**WRITTEN PROBLEM**
Below are records to transcribe exactly, without their pictures.
-- Start DATASET --
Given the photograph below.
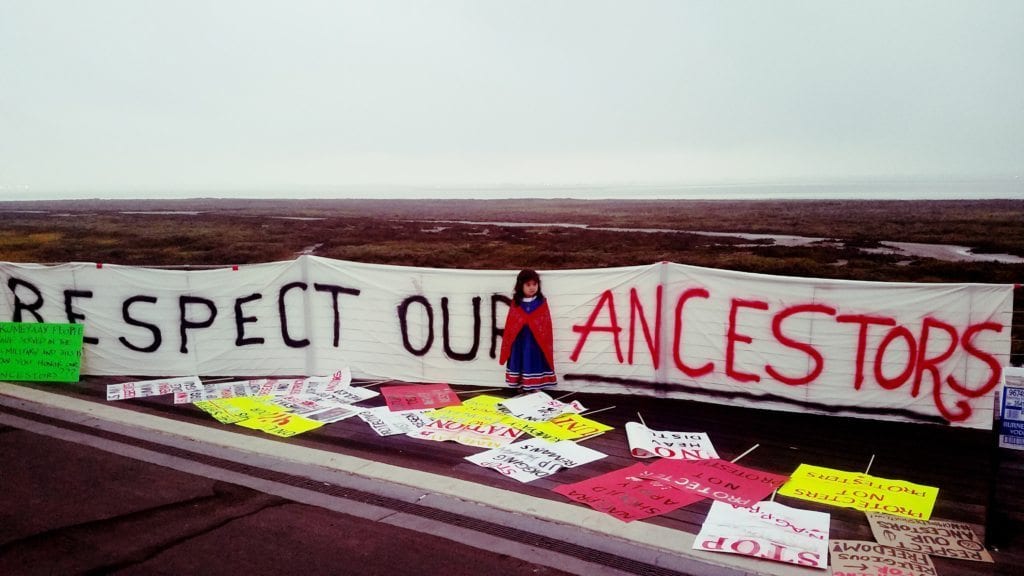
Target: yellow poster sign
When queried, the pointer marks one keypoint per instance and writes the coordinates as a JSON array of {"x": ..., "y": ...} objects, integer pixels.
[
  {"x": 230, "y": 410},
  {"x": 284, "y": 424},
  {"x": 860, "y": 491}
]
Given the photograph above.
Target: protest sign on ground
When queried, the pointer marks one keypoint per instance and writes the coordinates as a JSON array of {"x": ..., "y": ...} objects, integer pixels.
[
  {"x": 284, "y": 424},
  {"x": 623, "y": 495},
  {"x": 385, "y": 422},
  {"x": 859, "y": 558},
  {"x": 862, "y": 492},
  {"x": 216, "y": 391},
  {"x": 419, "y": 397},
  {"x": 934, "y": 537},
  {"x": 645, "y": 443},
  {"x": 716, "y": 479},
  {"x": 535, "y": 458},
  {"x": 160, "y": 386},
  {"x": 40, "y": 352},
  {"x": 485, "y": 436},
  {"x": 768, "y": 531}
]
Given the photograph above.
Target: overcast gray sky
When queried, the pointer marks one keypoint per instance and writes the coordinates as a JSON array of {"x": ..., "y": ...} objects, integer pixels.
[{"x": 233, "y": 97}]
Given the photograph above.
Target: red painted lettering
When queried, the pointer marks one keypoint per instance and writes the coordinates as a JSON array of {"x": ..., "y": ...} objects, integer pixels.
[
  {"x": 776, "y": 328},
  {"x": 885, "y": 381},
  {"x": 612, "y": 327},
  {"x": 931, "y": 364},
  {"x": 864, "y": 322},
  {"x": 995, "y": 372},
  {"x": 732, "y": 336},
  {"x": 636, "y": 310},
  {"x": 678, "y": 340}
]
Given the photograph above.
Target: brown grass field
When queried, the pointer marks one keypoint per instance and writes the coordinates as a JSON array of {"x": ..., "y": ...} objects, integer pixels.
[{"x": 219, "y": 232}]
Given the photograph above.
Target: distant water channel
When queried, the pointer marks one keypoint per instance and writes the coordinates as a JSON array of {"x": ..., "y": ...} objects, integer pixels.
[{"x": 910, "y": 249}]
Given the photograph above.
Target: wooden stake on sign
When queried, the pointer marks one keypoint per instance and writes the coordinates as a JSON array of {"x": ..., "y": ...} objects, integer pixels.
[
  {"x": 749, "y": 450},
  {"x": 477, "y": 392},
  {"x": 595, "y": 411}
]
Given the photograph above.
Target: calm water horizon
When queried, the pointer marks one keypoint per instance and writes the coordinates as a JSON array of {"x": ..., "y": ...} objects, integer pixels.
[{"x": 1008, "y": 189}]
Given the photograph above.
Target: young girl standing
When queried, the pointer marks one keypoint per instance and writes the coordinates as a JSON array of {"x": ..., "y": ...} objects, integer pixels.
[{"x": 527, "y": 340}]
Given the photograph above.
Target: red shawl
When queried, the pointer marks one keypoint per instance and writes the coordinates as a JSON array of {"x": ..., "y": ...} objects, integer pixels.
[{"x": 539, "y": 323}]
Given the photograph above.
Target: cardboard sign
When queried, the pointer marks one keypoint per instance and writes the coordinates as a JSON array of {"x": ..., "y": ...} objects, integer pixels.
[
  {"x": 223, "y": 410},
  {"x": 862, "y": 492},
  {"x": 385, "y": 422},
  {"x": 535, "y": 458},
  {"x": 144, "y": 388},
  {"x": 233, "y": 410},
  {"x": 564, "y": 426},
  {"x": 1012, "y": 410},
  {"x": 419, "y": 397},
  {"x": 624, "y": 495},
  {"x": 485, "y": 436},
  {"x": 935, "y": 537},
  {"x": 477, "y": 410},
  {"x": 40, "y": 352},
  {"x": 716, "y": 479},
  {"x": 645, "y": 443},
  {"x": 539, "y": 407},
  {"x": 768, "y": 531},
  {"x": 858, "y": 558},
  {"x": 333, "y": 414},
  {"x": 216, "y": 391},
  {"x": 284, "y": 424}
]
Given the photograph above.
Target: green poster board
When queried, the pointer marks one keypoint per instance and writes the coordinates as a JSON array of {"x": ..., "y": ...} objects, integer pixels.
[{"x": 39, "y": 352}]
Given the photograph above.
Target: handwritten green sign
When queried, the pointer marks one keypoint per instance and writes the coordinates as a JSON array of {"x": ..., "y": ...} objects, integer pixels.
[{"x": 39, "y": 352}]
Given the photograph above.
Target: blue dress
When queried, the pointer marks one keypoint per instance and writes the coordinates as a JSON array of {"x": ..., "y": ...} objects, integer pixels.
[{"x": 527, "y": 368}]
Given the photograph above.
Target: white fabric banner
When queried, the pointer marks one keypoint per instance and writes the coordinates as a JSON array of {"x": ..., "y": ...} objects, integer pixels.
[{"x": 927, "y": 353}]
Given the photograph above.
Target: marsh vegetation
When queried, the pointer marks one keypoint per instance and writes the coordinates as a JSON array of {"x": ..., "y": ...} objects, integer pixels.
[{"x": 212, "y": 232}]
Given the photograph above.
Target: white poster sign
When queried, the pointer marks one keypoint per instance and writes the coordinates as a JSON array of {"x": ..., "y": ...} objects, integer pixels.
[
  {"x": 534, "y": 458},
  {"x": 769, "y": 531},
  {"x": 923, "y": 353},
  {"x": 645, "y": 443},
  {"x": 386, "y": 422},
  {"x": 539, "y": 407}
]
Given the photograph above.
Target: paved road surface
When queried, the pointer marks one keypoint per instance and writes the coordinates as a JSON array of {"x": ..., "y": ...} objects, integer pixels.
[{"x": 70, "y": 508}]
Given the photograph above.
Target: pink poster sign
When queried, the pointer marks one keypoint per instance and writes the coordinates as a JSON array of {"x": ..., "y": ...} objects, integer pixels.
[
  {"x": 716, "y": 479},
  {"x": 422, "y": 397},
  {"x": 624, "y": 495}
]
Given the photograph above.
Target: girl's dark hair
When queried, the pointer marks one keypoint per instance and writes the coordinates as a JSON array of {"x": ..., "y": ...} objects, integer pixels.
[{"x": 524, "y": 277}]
-- End DATASET --
**TASK RESULT**
Given the photograph below.
Target: yellow poster sign
When queried, the pointer marks one keypoint per instance and writes the coordinates as a JSON array of {"x": ..., "y": ...} objects, integer pixels.
[
  {"x": 230, "y": 410},
  {"x": 284, "y": 424},
  {"x": 860, "y": 491}
]
Given the photograph above.
Target: protest sign on ground
When queried, the pointer marks one keypoint per instance and writes the coordinates as a JSON array of {"x": ..., "y": ...} objects, integer pixels.
[
  {"x": 284, "y": 424},
  {"x": 623, "y": 495},
  {"x": 385, "y": 422},
  {"x": 859, "y": 558},
  {"x": 862, "y": 492},
  {"x": 216, "y": 391},
  {"x": 419, "y": 397},
  {"x": 934, "y": 537},
  {"x": 645, "y": 443},
  {"x": 716, "y": 479},
  {"x": 535, "y": 458},
  {"x": 160, "y": 386},
  {"x": 40, "y": 352},
  {"x": 485, "y": 436},
  {"x": 768, "y": 531}
]
Given the photograph above.
Target: overcast gray sky
When queried, the pointer marks one keypoint per instance and writes the coordinates as a JSON array of {"x": ..., "y": ...} objects, integer pixels.
[{"x": 233, "y": 97}]
Given the photograph above.
Target: red painted lettering
When queried, the pointer marks one keypoint per instance and writes the coordinates as a JSON array of {"x": ..., "y": ...} objects, integer pixels.
[
  {"x": 776, "y": 328},
  {"x": 885, "y": 381},
  {"x": 612, "y": 327},
  {"x": 931, "y": 364},
  {"x": 864, "y": 322},
  {"x": 995, "y": 372},
  {"x": 732, "y": 336},
  {"x": 636, "y": 310},
  {"x": 678, "y": 340}
]
Given the photograph above.
Target: brown grass field
When queried, the pointer marks one keypoint per instance and writes the coordinates as a JSON array of {"x": ..., "y": ...} objects, integer pixels.
[{"x": 219, "y": 232}]
Given the photograph above.
Target: distant water channel
When queried, the pointer marks one keypoint per instance and writes the coordinates as a JSON array of {"x": ..., "y": ...} objects, integer pixels.
[{"x": 910, "y": 249}]
Given the photograph above.
Target: wooden stake on sign
When queried, the pointer marks one keypoint per instance and writes the coordinates as a JSON array of {"x": ..., "y": ...} objects, integer pixels.
[
  {"x": 749, "y": 450},
  {"x": 477, "y": 392},
  {"x": 595, "y": 411}
]
Given the photograph above.
Target: calm water horizon
When queried, the pointer marks one keypoint per instance and writes the coordinates as a JSON array of {"x": ..., "y": ...} objects, integer pixels.
[{"x": 1008, "y": 189}]
Given the photograph above.
Target: young girl standing
When queried, the pointer marks one keypoint per instance and writes the coordinates as a JSON array of {"x": ..., "y": ...} objects, integer pixels.
[{"x": 527, "y": 340}]
Given the photograph above.
Target: red shawl
When queried, the pointer marks one keypoint per instance and writes the coordinates as a JSON array of {"x": ..., "y": ...} objects, integer pixels.
[{"x": 539, "y": 323}]
Given the photograph above.
Target: cardboard sign
When queried, the pointer marks one keypoint per instance and writes the coordinates as a JSON array of {"x": ..., "y": ...} objects, integer pixels.
[
  {"x": 223, "y": 410},
  {"x": 862, "y": 492},
  {"x": 385, "y": 422},
  {"x": 535, "y": 458},
  {"x": 144, "y": 388},
  {"x": 233, "y": 410},
  {"x": 564, "y": 426},
  {"x": 1012, "y": 410},
  {"x": 419, "y": 397},
  {"x": 624, "y": 495},
  {"x": 485, "y": 436},
  {"x": 935, "y": 537},
  {"x": 477, "y": 410},
  {"x": 40, "y": 352},
  {"x": 716, "y": 479},
  {"x": 645, "y": 443},
  {"x": 539, "y": 407},
  {"x": 768, "y": 531},
  {"x": 858, "y": 558},
  {"x": 333, "y": 414},
  {"x": 216, "y": 391},
  {"x": 284, "y": 424}
]
Given the photograph above.
Target: green poster board
When queried, the pointer marks one keypoint per instance and writes the coordinates as a JSON array of {"x": ..., "y": ...} objects, integer pixels.
[{"x": 39, "y": 352}]
Given the photograph above.
Target: handwritten green sign
When queried, the pointer marks one keypoint per instance and writes the coordinates as a JSON array of {"x": ..., "y": ...} objects, integer pixels.
[{"x": 39, "y": 352}]
Given the photograph above.
Target: blue dress
When queried, the pointer marks one keypoint per instance and writes the coordinates as a JSON array of {"x": ..., "y": ...} objects, integer pixels.
[{"x": 527, "y": 368}]
Given the photograph above.
Target: white fabric banner
When queried, the pointer marks one keypoint per instance and writes the coordinates as a JSON array of {"x": ..., "y": ...} objects, integer pixels.
[{"x": 927, "y": 353}]
Given the photograph above.
Target: marsh vegetation
When queried, the pointer marks one keypoint per instance and writes the coordinates as a JSON array of {"x": ..., "y": ...} objects, integer pixels.
[{"x": 212, "y": 232}]
Given the photograph above.
Target: white poster sign
When queried, the pointer marks one keypoint per instance and writes the coordinates as a JSON array of {"x": ..., "y": ...} objects, integer pixels.
[
  {"x": 534, "y": 458},
  {"x": 769, "y": 531},
  {"x": 923, "y": 353},
  {"x": 645, "y": 443},
  {"x": 386, "y": 422},
  {"x": 539, "y": 407}
]
Given the photograph above.
Target: paved road surface
When queried, the pointer marks one keypoint per instance and writes the coordinates as a JSON array of {"x": ..., "y": ...} objects, integer pixels.
[{"x": 70, "y": 508}]
Given the photograph above.
Target: pink poster sign
When queried, the pointer marks one keypoint per instance and writes the coordinates as a JSON array of {"x": ..., "y": ...} objects, integer pixels.
[
  {"x": 716, "y": 479},
  {"x": 422, "y": 397},
  {"x": 624, "y": 495}
]
Given the photograph above.
Target: girl's dark hair
When queried, the pointer marks one keypoint per instance and writes the coordinates as a JSON array of {"x": ..., "y": ...} objects, integer pixels.
[{"x": 524, "y": 277}]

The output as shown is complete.